WHAT TO PRODUCE →
Put every line of the listing below into a numbered list, leaving out any blank lines.

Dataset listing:
######

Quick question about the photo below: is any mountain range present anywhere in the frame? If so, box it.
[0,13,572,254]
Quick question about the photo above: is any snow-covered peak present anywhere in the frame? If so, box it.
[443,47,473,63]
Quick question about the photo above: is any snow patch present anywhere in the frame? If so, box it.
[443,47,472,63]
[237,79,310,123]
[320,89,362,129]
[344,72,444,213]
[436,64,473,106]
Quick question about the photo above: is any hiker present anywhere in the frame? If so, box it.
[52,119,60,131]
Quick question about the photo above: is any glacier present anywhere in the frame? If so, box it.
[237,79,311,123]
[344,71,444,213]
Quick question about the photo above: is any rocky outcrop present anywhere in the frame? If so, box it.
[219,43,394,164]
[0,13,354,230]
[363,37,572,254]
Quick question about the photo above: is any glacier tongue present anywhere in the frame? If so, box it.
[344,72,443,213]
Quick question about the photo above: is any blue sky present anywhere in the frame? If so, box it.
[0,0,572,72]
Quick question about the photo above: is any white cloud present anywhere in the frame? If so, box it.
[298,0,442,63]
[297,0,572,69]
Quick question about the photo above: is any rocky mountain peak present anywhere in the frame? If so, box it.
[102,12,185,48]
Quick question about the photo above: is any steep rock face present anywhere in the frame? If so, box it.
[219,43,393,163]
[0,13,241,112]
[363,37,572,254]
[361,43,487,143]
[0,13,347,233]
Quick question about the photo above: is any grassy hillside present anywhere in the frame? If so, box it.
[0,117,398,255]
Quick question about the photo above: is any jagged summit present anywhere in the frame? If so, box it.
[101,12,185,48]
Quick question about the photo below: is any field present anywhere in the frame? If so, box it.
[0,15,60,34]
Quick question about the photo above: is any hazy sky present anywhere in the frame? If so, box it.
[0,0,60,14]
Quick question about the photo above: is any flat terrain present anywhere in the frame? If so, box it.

######

RESULT OF THIS EXERCISE →
1. Quick question about the photo below: is any mountain range present anywhere in the frame? If so, box it.
2. [0,13,572,254]
3. Quick question about the photo above: is any snow-covered peak present anywhere in the frame? If so, box it.
4. [443,47,473,63]
5. Quick question about the photo above: is any snow patch present anywhere in the frame? If so, box it.
6. [443,47,472,63]
7. [237,79,310,123]
8. [320,89,362,129]
9. [344,72,444,213]
10. [436,64,473,106]
11. Quick question about the photo above: is any hiker present anywhere in the frame? If so, box it.
12. [52,119,60,131]
13. Quick question about the photo above: is any glacier present anywhere in the frame? If so, box it.
14. [237,79,311,123]
15. [344,71,444,213]
16. Quick question about the photo above: is any rocky outcrop present anywhere in the frame? If so, box it.
17. [219,43,394,164]
18. [0,13,354,230]
19. [363,37,572,254]
20. Quick question about the photo above: is any glacier tongue present anywhere in the frame? If so, box it.
21. [344,72,443,213]
22. Quick question about the photo above: is any blue sky present anywhere in the frame? If so, box it.
23. [0,0,572,72]
24. Quick question about the photo above: is any white cloud present anywhere in the frame? If so, box it.
25. [298,0,442,63]
26. [297,0,572,69]
27. Quick question about the photo above: is any rocky mountain peak present anywhere in the frame? If so, box it.
28. [102,12,185,48]
29. Quick question about the photo above: is any steep rock face present anywhere in the frame? If so, box it.
30. [219,43,393,163]
31. [0,13,241,112]
32. [363,37,572,254]
33. [361,43,487,143]
34. [0,13,347,233]
35. Quick question about the photo above: is any grassy hillside present anywhere in the frame? If so, box it.
36. [0,117,398,255]
37. Quick question about the photo above: is any jagged summit present anywhere in the frame? If so, box it.
38. [101,12,185,48]
39. Quick question about the photo below: is any field present anywhere in the frame? If so, box it.
40. [0,15,60,34]
41. Quick question about the photo above: is any hazy sky present anywhere in the frame? If so, box it.
42. [0,0,60,14]
43. Quick question about the photo above: is any flat terrain present anywhere in the frame? If so, box it.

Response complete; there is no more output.